-- The request --
Quote precisely the final stretch of the listing: start at the line containing "segment: blurred green leaf" and stop after the last line.

-- Stored rows --
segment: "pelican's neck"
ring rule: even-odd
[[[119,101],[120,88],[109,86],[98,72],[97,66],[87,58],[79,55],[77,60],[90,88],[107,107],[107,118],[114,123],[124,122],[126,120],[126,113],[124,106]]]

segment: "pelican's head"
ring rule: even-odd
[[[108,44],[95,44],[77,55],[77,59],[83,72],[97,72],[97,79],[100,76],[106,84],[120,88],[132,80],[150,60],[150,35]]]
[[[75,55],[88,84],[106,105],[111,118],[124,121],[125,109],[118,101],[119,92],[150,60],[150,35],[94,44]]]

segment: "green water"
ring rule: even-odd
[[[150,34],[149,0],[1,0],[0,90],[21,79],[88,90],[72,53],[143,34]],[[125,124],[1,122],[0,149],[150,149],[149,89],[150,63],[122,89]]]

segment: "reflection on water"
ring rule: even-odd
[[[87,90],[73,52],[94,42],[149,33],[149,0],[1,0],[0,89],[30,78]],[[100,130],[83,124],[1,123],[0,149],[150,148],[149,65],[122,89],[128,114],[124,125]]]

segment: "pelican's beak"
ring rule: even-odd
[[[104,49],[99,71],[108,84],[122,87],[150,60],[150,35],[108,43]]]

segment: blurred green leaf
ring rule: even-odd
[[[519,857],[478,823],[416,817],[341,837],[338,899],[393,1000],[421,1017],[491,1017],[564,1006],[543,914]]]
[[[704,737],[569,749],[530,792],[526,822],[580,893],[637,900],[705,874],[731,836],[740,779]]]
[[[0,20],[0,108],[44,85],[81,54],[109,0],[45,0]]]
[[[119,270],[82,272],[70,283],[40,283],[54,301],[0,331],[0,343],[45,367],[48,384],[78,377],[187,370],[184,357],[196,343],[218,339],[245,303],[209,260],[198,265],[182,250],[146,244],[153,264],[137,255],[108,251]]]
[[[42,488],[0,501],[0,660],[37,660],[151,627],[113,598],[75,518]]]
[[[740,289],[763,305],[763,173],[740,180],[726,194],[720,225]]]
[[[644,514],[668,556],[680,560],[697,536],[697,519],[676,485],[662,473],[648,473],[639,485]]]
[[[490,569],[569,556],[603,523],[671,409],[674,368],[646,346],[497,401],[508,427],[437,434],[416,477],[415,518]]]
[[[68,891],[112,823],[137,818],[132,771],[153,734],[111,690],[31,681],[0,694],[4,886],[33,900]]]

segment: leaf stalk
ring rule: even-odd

-- Finished answer --
segment: blurred green leaf
ring rule: even-odd
[[[519,857],[478,823],[416,817],[341,837],[338,899],[393,1000],[421,1017],[491,1017],[564,1006],[543,914]]]
[[[704,737],[569,749],[530,792],[526,822],[580,893],[637,900],[705,874],[731,836],[740,779]]]
[[[0,20],[0,108],[44,85],[81,54],[109,0],[45,0]]]
[[[119,270],[82,272],[70,283],[40,283],[54,301],[0,331],[0,343],[45,367],[48,384],[78,377],[187,370],[184,357],[196,343],[218,339],[245,303],[209,260],[198,265],[182,250],[146,244],[153,264],[137,255],[108,251]]]
[[[42,488],[0,501],[0,660],[37,660],[151,627],[113,598],[75,518]]]
[[[740,289],[763,305],[763,173],[740,180],[726,194],[720,225]]]
[[[644,514],[668,556],[680,560],[697,536],[697,519],[676,485],[662,473],[648,473],[639,485]]]
[[[490,569],[569,556],[603,523],[671,409],[674,368],[646,346],[497,401],[508,427],[437,434],[416,477],[415,518]]]
[[[68,891],[112,823],[137,818],[132,771],[153,734],[111,690],[31,681],[0,694],[4,886],[33,900]]]

segment: leaf stalk
ring rule: even-odd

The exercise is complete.